• [What you have to do] Set out the lines below as a numbered list, omitting any blank lines.

— begin Entries shown —

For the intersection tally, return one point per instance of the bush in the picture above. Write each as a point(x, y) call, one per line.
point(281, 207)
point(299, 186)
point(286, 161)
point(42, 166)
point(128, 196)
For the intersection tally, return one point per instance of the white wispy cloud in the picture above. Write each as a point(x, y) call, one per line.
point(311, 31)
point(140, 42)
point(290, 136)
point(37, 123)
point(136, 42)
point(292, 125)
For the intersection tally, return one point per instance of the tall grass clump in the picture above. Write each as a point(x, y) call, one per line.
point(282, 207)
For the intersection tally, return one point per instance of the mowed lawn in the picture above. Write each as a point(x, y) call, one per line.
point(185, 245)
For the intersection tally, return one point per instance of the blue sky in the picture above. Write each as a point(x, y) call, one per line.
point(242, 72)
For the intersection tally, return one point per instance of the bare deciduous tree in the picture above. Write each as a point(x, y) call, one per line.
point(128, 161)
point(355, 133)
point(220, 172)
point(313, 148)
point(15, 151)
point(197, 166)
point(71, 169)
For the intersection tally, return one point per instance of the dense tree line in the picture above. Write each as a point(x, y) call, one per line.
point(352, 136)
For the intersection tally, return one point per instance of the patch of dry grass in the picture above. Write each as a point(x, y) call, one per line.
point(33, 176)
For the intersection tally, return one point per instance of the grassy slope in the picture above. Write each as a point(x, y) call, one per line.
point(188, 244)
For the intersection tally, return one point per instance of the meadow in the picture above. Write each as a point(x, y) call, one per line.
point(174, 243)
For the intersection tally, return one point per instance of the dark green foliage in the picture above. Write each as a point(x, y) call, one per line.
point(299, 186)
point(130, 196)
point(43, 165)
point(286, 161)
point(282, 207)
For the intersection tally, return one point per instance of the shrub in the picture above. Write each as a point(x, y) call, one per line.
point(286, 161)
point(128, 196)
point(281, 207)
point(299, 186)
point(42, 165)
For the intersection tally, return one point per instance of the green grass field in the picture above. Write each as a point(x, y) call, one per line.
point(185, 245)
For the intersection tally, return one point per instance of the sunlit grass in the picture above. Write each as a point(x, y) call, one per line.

— end Entries shown —

• [Output for this task]
1. For the intersection tally, return one point per instance of the bush in the picture above. Write each as a point(x, y) call, one per line.
2. point(281, 207)
3. point(299, 186)
4. point(286, 161)
5. point(42, 166)
6. point(128, 196)
7. For the intersection tally, return one point per instance of the white wispy cloud in the picture above. Write each as a point(x, y) call, one per line.
8. point(311, 31)
9. point(140, 42)
10. point(290, 136)
11. point(37, 123)
12. point(136, 42)
13. point(292, 125)
14. For the intersection tally, return one point per instance of the tall grass clump in the picture above. Write each as a point(x, y) call, one per line.
15. point(282, 207)
16. For the intersection tally, return one point per instance of the mowed lawn in the picture above. Write each as a point(x, y) call, one per line.
17. point(185, 245)
18. For the intersection tally, return one point per instance of the blue sky in the picture above. Write each as a point(x, y) call, one per line.
19. point(242, 72)
20. For the intersection tally, return one point per instance of the bare deciduous tree in the picture above. Write each as a point(x, y) call, one per line.
21. point(128, 161)
22. point(355, 133)
23. point(220, 172)
24. point(313, 148)
25. point(15, 151)
26. point(197, 166)
27. point(71, 169)
28. For the intersection tally, return one point per instance of the dense tree line in the picture above. Write each as a point(x, y) call, one per line.
29. point(352, 136)
30. For the intersection tally, return one point per instance of the patch of dry grass in the picture above. Write each as a point(x, y) call, one per line.
31. point(33, 176)
32. For the intersection tally, return one point per instance of the grassy slope in the picture above. Write each as a point(x, y) call, one per line.
33. point(188, 244)
34. For the intersection tally, return one point per instance of the meadow in the picture above. Write each as a point(x, y) call, one per line.
35. point(174, 243)
36. For the intersection tally, return one point per instance of the dark green foliage in the picture above. Write each as a point(x, y) call, one per line.
37. point(299, 186)
38. point(130, 196)
39. point(43, 165)
40. point(286, 161)
41. point(282, 207)
42. For the intersection tally, return one point per instance of the shrub in the picture above. Write each as a point(x, y) call, one per line.
43. point(286, 161)
44. point(128, 196)
45. point(281, 207)
46. point(299, 186)
47. point(42, 165)
48. For the intersection tally, return one point per instance of the green grass field in the picture above. Write each as a point(x, y) call, one per line.
49. point(185, 245)
50. For the intersection tally, return one point per instance of the sunlit grass in the picture above. Write each as a point(x, y) call, one per line.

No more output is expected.